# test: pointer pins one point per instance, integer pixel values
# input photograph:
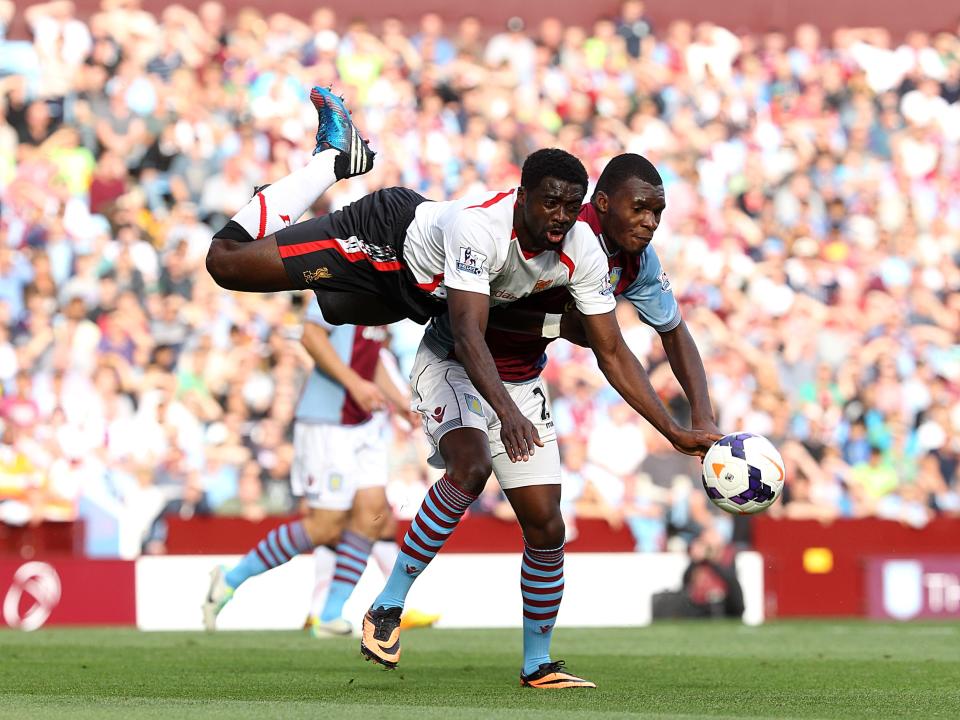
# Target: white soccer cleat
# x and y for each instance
(218, 595)
(338, 627)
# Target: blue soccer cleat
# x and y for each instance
(335, 130)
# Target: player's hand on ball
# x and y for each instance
(519, 436)
(695, 442)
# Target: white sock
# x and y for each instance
(282, 204)
(385, 553)
(325, 559)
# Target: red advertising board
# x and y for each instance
(926, 586)
(821, 569)
(50, 591)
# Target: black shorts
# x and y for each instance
(360, 249)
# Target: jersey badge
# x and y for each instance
(318, 274)
(471, 261)
(664, 281)
(606, 288)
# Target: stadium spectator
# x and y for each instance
(812, 233)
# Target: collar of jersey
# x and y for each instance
(526, 255)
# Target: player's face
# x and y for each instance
(549, 211)
(630, 214)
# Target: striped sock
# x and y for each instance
(438, 516)
(280, 204)
(541, 585)
(278, 547)
(352, 555)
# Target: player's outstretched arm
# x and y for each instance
(687, 366)
(236, 261)
(468, 323)
(628, 378)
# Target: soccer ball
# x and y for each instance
(743, 473)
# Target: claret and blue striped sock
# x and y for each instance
(541, 585)
(437, 518)
(279, 546)
(353, 551)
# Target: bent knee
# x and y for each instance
(470, 475)
(546, 533)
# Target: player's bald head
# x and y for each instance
(553, 163)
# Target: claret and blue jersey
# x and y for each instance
(637, 278)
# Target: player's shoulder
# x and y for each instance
(489, 206)
(489, 213)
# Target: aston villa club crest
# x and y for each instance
(615, 274)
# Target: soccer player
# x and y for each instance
(340, 469)
(623, 215)
(394, 252)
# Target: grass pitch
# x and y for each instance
(674, 670)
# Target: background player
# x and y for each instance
(623, 215)
(340, 469)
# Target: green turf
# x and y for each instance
(682, 670)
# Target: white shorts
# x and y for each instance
(446, 400)
(332, 462)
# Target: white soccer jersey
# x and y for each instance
(469, 244)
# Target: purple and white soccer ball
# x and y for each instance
(743, 473)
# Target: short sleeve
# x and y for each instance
(590, 280)
(652, 295)
(469, 254)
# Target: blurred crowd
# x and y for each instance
(812, 235)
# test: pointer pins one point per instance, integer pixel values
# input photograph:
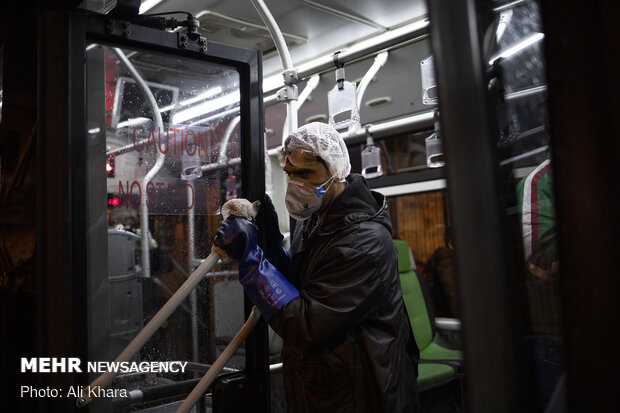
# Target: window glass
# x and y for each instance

> _EXERCISE PROMPT_: Print the stretch of the data from the line with "# Target: short sleeve" through its last line, exactly and with both ends kept. Omit pictures.

> _SOLUTION FOR THIS EXERCISE_:
# Target: short sleeve
# x and y for each instance
(590, 280)
(652, 295)
(469, 254)
# Target: blurred crowd
# x and y for each instance
(812, 235)
# test: pointer pins one point per instance, integer pixel values
# input photograph:
# Target: window glass
# x and y for each instance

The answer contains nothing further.